Revise the entries below by replacing "standing man" with "pedestrian" throughout. Keep everything else the same.

___ DATA SHOWN

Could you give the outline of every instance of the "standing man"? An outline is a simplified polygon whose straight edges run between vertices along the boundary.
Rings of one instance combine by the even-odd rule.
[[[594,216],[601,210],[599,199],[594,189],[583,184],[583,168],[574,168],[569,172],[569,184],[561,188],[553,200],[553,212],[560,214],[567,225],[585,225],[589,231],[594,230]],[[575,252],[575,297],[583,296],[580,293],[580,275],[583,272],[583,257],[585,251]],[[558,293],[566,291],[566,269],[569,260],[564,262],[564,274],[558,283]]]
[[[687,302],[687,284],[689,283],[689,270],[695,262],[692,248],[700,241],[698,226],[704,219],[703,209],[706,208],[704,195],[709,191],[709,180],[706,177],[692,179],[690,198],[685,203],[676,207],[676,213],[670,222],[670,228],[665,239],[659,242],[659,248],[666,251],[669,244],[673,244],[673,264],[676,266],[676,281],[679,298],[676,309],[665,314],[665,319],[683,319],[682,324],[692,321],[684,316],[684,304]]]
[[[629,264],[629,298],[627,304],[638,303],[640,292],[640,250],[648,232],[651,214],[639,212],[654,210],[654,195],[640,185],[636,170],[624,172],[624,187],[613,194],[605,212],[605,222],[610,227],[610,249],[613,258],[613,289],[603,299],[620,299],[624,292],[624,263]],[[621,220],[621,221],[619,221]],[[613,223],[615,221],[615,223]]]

______

RESULT
Could you give the outline of every instance of the "pedestrian"? An outline is a simplified polygon whose straight edges run between vertices along the boundary.
Rings of one instance combine by the even-odd rule.
[[[594,216],[601,210],[599,199],[594,189],[583,184],[583,168],[574,168],[569,172],[569,184],[561,188],[553,200],[553,212],[560,214],[567,225],[585,225],[589,231],[594,230]],[[575,252],[575,297],[583,296],[580,293],[580,275],[583,272],[583,257],[585,251]],[[558,293],[566,291],[566,269],[569,260],[564,262],[564,274],[558,283]]]
[[[687,302],[687,284],[689,283],[689,270],[695,262],[692,248],[700,241],[698,226],[704,219],[703,209],[706,208],[704,195],[709,191],[709,180],[706,177],[692,179],[690,198],[685,203],[676,207],[676,213],[670,222],[670,228],[665,239],[659,242],[659,248],[666,251],[669,244],[673,244],[673,264],[676,266],[676,281],[679,298],[676,309],[665,314],[665,319],[683,319],[682,324],[692,321],[684,316],[684,304]]]
[[[629,264],[629,298],[627,304],[638,303],[640,292],[640,250],[648,232],[651,214],[639,212],[654,210],[654,195],[640,185],[636,170],[624,172],[624,187],[613,194],[605,212],[605,222],[610,227],[610,249],[613,258],[613,289],[603,299],[620,299],[624,292],[624,263]],[[621,220],[621,221],[619,221]],[[613,223],[615,221],[615,223]]]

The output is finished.